# [YOUR OBJECTIVE]
Rewrite the part of the data below that opens with the line containing "Does the image below contain any red" and closes with the line containing "[64, 49, 274, 153]", switching "neon light strip" to "LED strip" and leaving everything else unchanged. Leave the pictures out of your answer.

# [DATA SECTION]

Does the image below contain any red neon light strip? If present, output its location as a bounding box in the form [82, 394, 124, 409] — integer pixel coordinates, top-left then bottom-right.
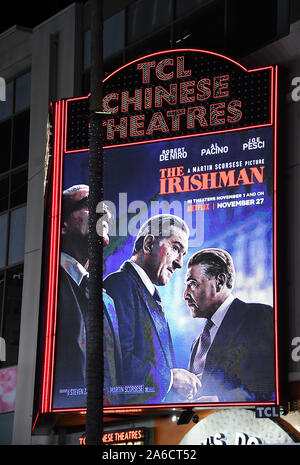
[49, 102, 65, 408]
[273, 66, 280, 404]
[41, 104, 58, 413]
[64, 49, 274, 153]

* * *

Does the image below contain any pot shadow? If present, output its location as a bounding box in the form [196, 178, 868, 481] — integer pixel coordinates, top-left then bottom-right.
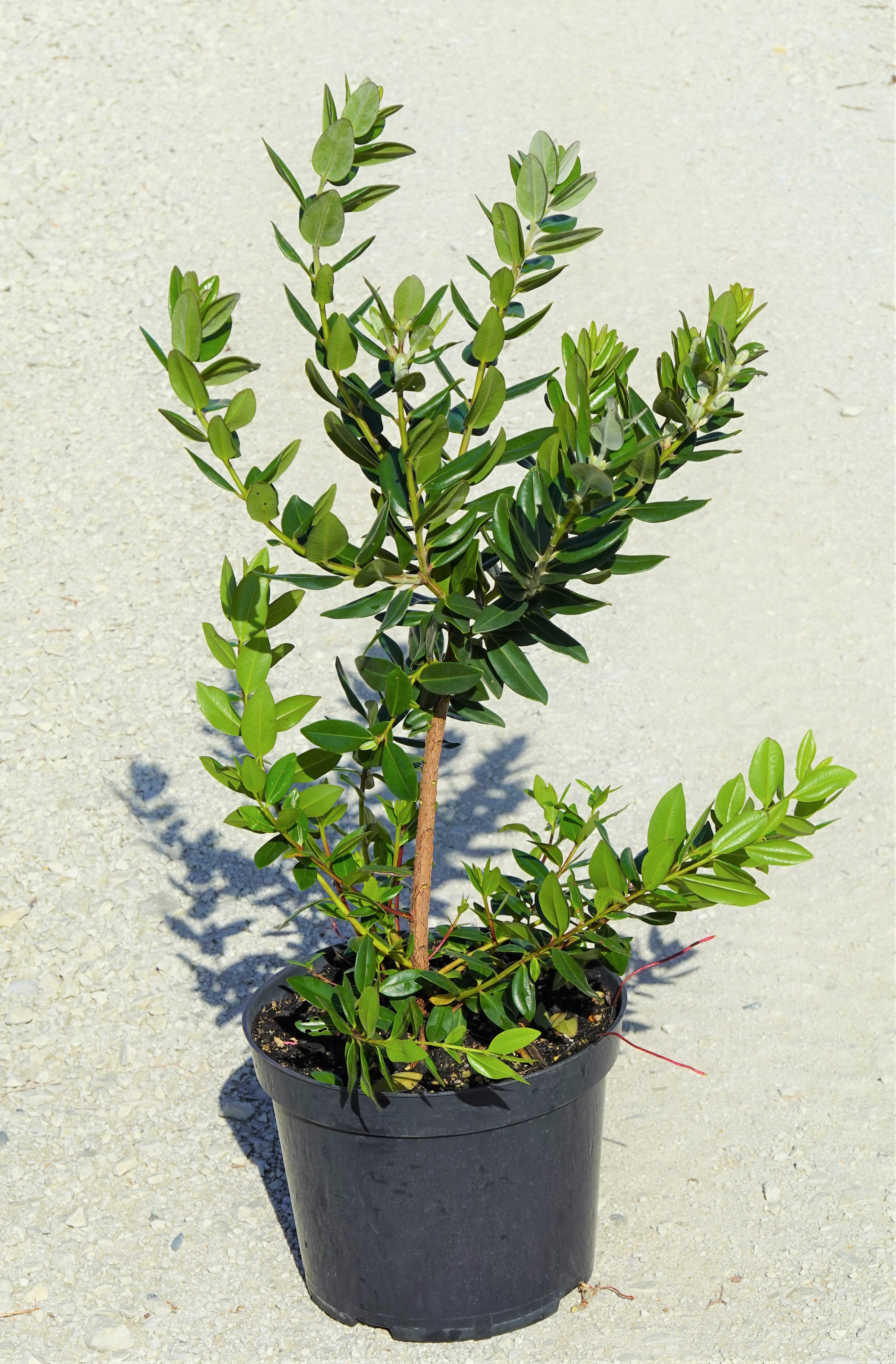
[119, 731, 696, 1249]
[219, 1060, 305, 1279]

# [WRITTEN SOLUTION]
Does the image below contain any red LED strip? If present, output its location as a bounding box in the form [82, 394, 124, 409] — integer pixel coordinates, top-left then bottom-right.
[49, 102, 65, 408]
[273, 66, 280, 404]
[41, 104, 58, 413]
[64, 49, 274, 153]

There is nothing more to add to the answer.